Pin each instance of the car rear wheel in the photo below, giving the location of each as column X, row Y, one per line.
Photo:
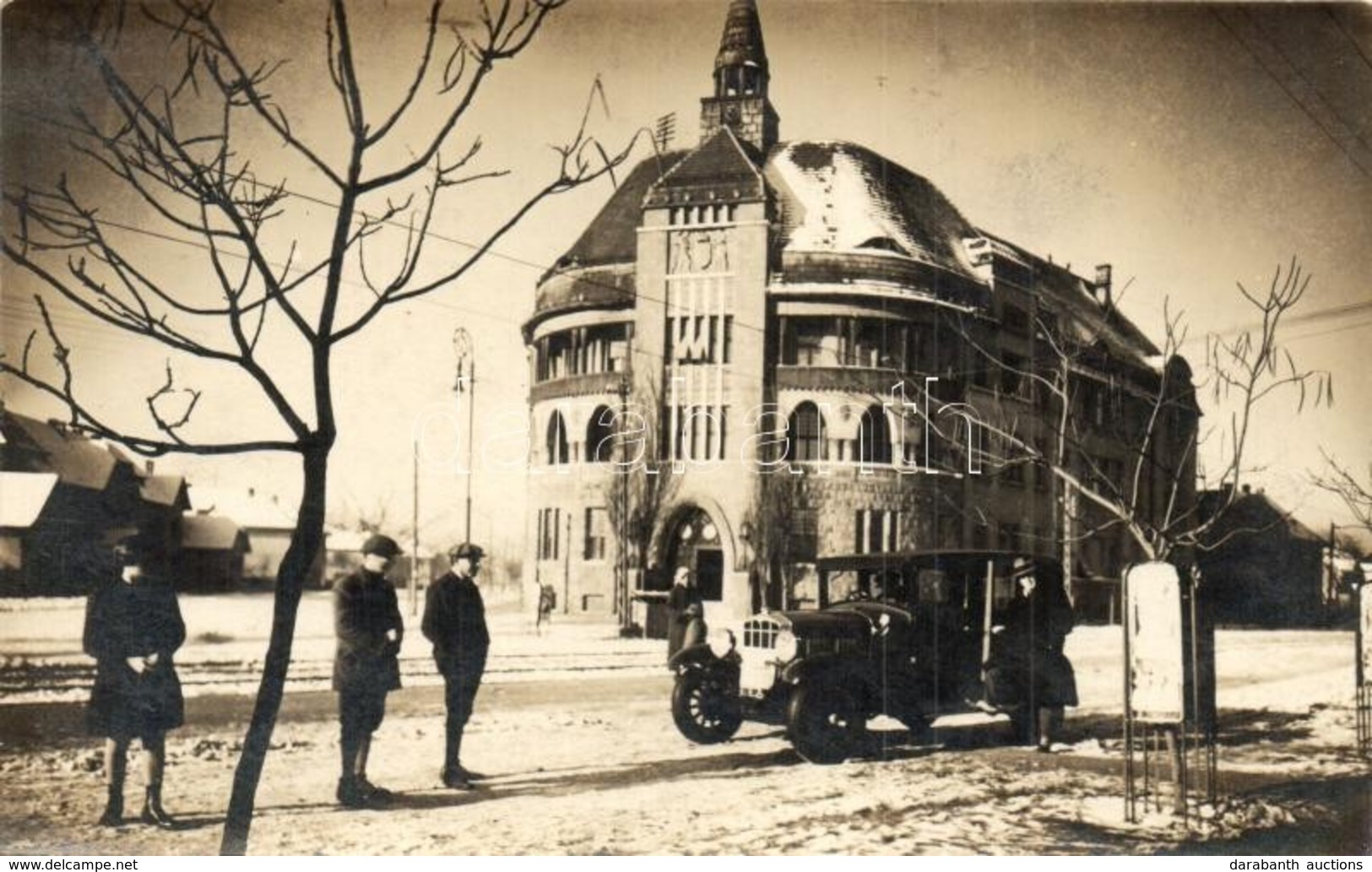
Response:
column 827, row 722
column 706, row 707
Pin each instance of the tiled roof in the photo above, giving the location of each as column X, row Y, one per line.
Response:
column 610, row 237
column 720, row 169
column 248, row 509
column 165, row 491
column 77, row 459
column 742, row 39
column 843, row 198
column 208, row 533
column 22, row 496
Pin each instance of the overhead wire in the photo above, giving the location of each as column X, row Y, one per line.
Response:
column 1290, row 95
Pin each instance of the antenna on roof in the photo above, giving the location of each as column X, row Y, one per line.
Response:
column 663, row 131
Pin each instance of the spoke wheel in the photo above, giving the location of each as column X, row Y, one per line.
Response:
column 706, row 709
column 827, row 722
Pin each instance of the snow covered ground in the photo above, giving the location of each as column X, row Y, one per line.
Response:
column 593, row 764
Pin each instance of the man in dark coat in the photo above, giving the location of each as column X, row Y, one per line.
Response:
column 132, row 628
column 454, row 621
column 684, row 610
column 1029, row 652
column 366, row 621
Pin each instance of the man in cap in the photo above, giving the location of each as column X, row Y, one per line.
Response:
column 366, row 621
column 454, row 621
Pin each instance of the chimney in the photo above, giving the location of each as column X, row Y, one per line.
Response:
column 1102, row 285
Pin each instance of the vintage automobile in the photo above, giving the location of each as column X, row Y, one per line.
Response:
column 907, row 635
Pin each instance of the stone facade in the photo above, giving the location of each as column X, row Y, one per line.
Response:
column 812, row 349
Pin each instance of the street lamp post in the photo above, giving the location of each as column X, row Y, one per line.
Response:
column 467, row 384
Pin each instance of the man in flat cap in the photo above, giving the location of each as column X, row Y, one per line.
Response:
column 454, row 621
column 366, row 621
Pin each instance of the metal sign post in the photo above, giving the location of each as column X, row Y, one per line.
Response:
column 1169, row 690
column 1363, row 669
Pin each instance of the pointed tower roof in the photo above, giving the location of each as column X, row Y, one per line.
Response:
column 742, row 40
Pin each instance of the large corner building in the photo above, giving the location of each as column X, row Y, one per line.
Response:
column 762, row 351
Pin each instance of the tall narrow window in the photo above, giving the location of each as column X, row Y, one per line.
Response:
column 874, row 436
column 805, row 434
column 596, row 525
column 559, row 450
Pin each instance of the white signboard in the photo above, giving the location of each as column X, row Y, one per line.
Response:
column 1157, row 674
column 1365, row 623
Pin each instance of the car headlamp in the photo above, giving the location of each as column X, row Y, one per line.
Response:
column 786, row 646
column 720, row 642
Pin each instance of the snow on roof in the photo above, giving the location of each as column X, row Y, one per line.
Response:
column 162, row 490
column 76, row 458
column 246, row 506
column 208, row 533
column 840, row 197
column 22, row 496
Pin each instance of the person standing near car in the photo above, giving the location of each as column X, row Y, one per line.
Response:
column 132, row 628
column 1031, row 647
column 368, row 626
column 454, row 621
column 684, row 608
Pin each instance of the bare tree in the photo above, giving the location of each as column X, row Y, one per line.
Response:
column 781, row 538
column 641, row 490
column 1354, row 492
column 204, row 153
column 1090, row 399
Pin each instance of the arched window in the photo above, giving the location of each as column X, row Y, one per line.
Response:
column 557, row 448
column 805, row 434
column 874, row 436
column 599, row 436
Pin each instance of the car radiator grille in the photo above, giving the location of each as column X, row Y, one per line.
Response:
column 761, row 634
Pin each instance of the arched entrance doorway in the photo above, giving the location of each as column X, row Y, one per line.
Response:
column 693, row 542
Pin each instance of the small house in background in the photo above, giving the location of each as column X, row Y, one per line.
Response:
column 55, row 538
column 212, row 553
column 267, row 523
column 22, row 498
column 162, row 501
column 1262, row 566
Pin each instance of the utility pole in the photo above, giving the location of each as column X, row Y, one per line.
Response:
column 467, row 384
column 621, row 533
column 415, row 539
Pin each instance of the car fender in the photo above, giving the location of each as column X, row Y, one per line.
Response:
column 700, row 657
column 827, row 667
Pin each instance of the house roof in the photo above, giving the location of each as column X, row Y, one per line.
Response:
column 612, row 236
column 844, row 198
column 76, row 458
column 246, row 506
column 22, row 496
column 169, row 491
column 720, row 169
column 1255, row 512
column 208, row 533
column 832, row 197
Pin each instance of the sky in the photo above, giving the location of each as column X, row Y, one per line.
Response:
column 1191, row 147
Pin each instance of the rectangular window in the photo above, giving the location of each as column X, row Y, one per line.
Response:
column 596, row 527
column 698, row 339
column 877, row 531
column 549, row 533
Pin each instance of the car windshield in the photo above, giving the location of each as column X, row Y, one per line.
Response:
column 885, row 586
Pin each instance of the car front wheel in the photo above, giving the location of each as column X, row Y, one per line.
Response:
column 827, row 722
column 706, row 707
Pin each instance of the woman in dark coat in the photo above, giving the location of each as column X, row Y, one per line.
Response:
column 132, row 628
column 685, row 613
column 1029, row 650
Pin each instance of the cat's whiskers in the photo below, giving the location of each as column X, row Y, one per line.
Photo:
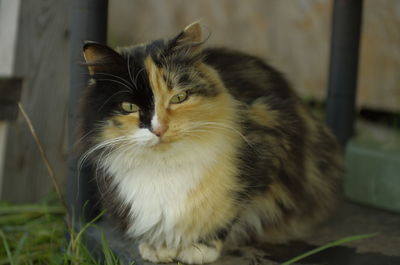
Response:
column 226, row 127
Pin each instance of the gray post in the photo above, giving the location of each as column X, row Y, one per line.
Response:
column 346, row 25
column 88, row 22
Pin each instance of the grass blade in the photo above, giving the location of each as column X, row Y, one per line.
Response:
column 19, row 247
column 7, row 248
column 329, row 245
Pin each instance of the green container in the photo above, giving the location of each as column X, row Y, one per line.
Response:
column 373, row 172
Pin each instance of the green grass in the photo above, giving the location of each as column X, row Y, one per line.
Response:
column 35, row 234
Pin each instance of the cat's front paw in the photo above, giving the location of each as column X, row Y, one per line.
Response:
column 200, row 253
column 157, row 255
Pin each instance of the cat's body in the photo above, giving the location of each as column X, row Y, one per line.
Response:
column 214, row 146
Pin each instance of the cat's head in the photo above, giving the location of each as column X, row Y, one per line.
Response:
column 154, row 95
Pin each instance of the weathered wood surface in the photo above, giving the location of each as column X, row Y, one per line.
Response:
column 9, row 17
column 42, row 60
column 10, row 93
column 292, row 35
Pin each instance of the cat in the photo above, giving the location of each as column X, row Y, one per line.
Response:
column 195, row 148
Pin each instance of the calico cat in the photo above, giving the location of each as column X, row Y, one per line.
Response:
column 195, row 147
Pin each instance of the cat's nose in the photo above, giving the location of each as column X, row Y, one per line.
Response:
column 160, row 130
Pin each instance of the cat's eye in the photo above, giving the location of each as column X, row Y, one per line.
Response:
column 129, row 107
column 179, row 98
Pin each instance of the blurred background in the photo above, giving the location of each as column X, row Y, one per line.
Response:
column 293, row 36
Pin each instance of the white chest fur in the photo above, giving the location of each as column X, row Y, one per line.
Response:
column 155, row 186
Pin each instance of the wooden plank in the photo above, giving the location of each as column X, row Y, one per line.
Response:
column 42, row 60
column 9, row 15
column 10, row 89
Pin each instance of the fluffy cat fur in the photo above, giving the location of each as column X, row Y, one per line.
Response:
column 238, row 159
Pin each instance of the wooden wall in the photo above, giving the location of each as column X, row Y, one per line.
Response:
column 292, row 35
column 42, row 59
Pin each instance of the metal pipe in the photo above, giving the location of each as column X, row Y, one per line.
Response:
column 346, row 27
column 88, row 22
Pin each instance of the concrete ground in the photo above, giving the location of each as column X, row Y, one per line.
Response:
column 350, row 219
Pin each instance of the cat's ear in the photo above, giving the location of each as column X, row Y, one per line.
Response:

****************************************

The request: Transcribe every record above exactly as written, leaving out any pictures.

Answer for this exercise:
Pin each instance of the car rear wheel in the photo below, giving the location of each as column X, row Y, one per line.
Photo:
Response:
column 827, row 722
column 706, row 707
Pin each instance of the tiled roof in the photo above, giving the location of each as column X, row Y, one per line.
Response:
column 610, row 237
column 720, row 169
column 248, row 509
column 165, row 491
column 77, row 459
column 742, row 39
column 843, row 198
column 208, row 533
column 22, row 496
Pin each instance of the overhead wire in the photo above, giving the location of each as column X, row Y, one per line.
Response:
column 1290, row 95
Pin each instance of the antenna on roof in the photo above, giving the location of each as column X, row Y, one per line.
Response:
column 663, row 131
Pin each instance of the spoke wheel in the photo above, giving the location of each as column X, row Y, one per line.
Response:
column 706, row 709
column 827, row 722
Pin each instance of the snow covered ground in the photo above, giving the location of each as column X, row Y, one per line.
Response:
column 593, row 764
Pin each instance of the man in dark coat in the photo above, giving the location of each as column X, row Y, one per line.
Response:
column 132, row 628
column 454, row 621
column 684, row 610
column 1029, row 652
column 366, row 621
Pin each instance of the man in cap in the photo above, giving the location of each as column X, row Y, one per line.
Response:
column 366, row 621
column 454, row 621
Pin each instance of the chimney in the photo above, giving the location of each as column X, row Y, one per line.
Response:
column 1102, row 285
Pin each instance of the vintage automobile in the photo above, giving the location of each as column X, row Y, one per line.
Response:
column 907, row 635
Pin each instance of the stone facade in the photo above, giving the location of each as column X, row Y, one per line.
Response:
column 812, row 349
Pin each instance of the street lamp post in the photo above, giving the location of each as column X, row Y, one per line.
Response:
column 467, row 384
Pin each instance of the man in flat cap in the photo above, giving the location of each as column X, row Y, one per line.
Response:
column 454, row 621
column 366, row 621
Pin each instance of the metal sign post in the photo above, giving the location of each as column X, row Y, one per line.
Response:
column 1169, row 690
column 1363, row 669
Pin each instance of the pointed tower roof in the photo above, giving the location of each as column X, row Y, one per line.
Response:
column 742, row 40
Pin each instance of the large corner building in the photo above, giving the location of each as column X, row Y, one per line.
Response:
column 762, row 351
Pin each instance of the tall narrow window in the photo above, giving the location of each as column X, row Y, one per line.
Response:
column 874, row 436
column 805, row 434
column 596, row 525
column 559, row 450
Pin each instance of the white signboard in the photo above, giving the location of each as column X, row Y, one per line.
Response:
column 1157, row 674
column 1365, row 623
Pin each instance of the car headlamp in the photo above, giving the location of each as column X, row Y, one per line.
Response:
column 786, row 646
column 720, row 642
Pin each instance of the snow on roof in the photo above, giving the location of each as column X, row Y, one per line.
Response:
column 162, row 490
column 76, row 458
column 246, row 506
column 208, row 533
column 840, row 197
column 22, row 496
Pin each instance of the person standing near car in the photo above, giving the location of each as column X, row Y, one per line.
Response:
column 132, row 628
column 1031, row 647
column 368, row 626
column 454, row 621
column 684, row 608
Pin each instance of the bare tree in the photo above, giving the location of each as column X, row Y, one per line.
Response:
column 781, row 538
column 641, row 490
column 1354, row 492
column 204, row 153
column 1090, row 399
Pin each instance of the arched window in the photo above, giving the location of each as column X, row Y, one per line.
Response:
column 557, row 448
column 805, row 434
column 874, row 436
column 599, row 436
Pin each instance of the car radiator grille in the photo above, giving the location of each as column X, row Y, one per line.
Response:
column 761, row 634
Pin each instance of the arched entrance doorway in the photo above, giving the location of each as column X, row Y, one per line.
Response:
column 693, row 542
Pin each instance of the small house in background in the photo above, giving the location of each as column X, row Y, one per line.
Response:
column 55, row 538
column 212, row 553
column 267, row 523
column 22, row 498
column 162, row 501
column 1262, row 566
Pin each instance of the utility pole in the photo above, giving the location of each as column X, row Y, one per line.
Response:
column 467, row 384
column 621, row 533
column 415, row 539
Pin each instance of the car fender in the photo above, giving the location of each as column X, row Y, one per line.
Response:
column 700, row 657
column 827, row 667
Pin each instance of the house roof in the photo above, giving the location of each as column X, row Y, one per line.
Response:
column 612, row 236
column 844, row 198
column 76, row 458
column 246, row 506
column 22, row 496
column 169, row 491
column 720, row 169
column 1255, row 512
column 208, row 533
column 832, row 197
Pin each instance of the sky in the photo above, giving the location of each as column X, row Y, one per line.
Response:
column 1191, row 147
Pin each instance of the rectangular window in the photo above, giving the location of each as column X, row Y, one per line.
Response:
column 596, row 527
column 698, row 339
column 877, row 531
column 549, row 533
Pin each instance of the car windshield in the photo above, giving the location of each as column X, row Y, one per line.
Response:
column 885, row 586
Pin each instance of the car front wheel in the photo above, giving the location of each as column X, row Y, one per line.
Response:
column 827, row 722
column 706, row 707
Pin each instance of the woman in dark coat in the photo above, giving the location of each as column X, row Y, one per line.
Response:
column 132, row 628
column 685, row 613
column 1029, row 650
Pin each instance of the cat's whiskers in the photo below, giving the location of each as column X, row Y, one per line.
Photo:
Response:
column 226, row 127
Pin each instance of the gray post in the photo above, giving the location of each as column X, row Y, one per line.
Response:
column 346, row 25
column 88, row 22
Pin each instance of the grass blade in the photo above, giving the location of each as column X, row Y, one per line.
Response:
column 19, row 247
column 7, row 248
column 329, row 245
Pin each instance of the green container in the photo above, giving the location of each as column X, row Y, one per line.
Response:
column 373, row 172
Pin each instance of the green grass in the photo above, giving the location of each as column X, row Y, one per line.
Response:
column 35, row 234
Pin each instance of the cat's front paw in the photo above, giving the location of each as column X, row Y, one per line.
Response:
column 200, row 253
column 157, row 255
Pin each instance of the cat's body in the photo above, giving the location of each as column X, row Y, one per line.
Response:
column 214, row 146
Pin each instance of the cat's head in the photo above, giving the location of each as column X, row Y, one per line.
Response:
column 154, row 95
Pin each instance of the weathered wood surface in the photo above, giving the location of each as column X, row Y, one per line.
Response:
column 9, row 17
column 42, row 60
column 10, row 93
column 292, row 35
Pin each instance of the cat in the photo above, giving the location of each as column X, row Y, one per line.
Response:
column 195, row 148
Pin each instance of the calico cat in the photo above, giving the location of each as column X, row Y, one per line.
Response:
column 195, row 147
Pin each instance of the cat's nose in the photo above, giving the location of each as column X, row Y, one per line.
Response:
column 160, row 130
Pin each instance of the cat's eye in the photo above, giving the location of each as column X, row Y, one per line.
Response:
column 129, row 107
column 179, row 98
Pin each instance of the blurred background in the photo above, giving the location of each as column X, row Y, one per line.
Response:
column 293, row 36
Pin each instance of the white chest fur in the photo above, giving the location of each as column X, row Y, one per line.
Response:
column 155, row 186
Pin each instance of the wooden plank in the photo above, giving the location of each as column X, row Y, one per line.
Response:
column 42, row 60
column 9, row 15
column 10, row 89
Pin each instance of the fluffy cat fur in the photo above, giving the location of each as column X, row Y, one per line.
Response:
column 238, row 159
Pin each instance of the wooden wall in the photo above, giving the location of each as column X, row Y, one per line.
Response:
column 292, row 35
column 42, row 59
Pin each instance of the metal pipe in the photo above, giving the location of each as column X, row Y, one per line.
Response:
column 346, row 27
column 88, row 22
Pin each instance of the concrete ground in the photo above, giving the location of each as column X, row Y, one per line.
Response:
column 350, row 219
Pin each instance of the cat's ear in the photo above, giving the location of each as column X, row Y, one per line.
Response:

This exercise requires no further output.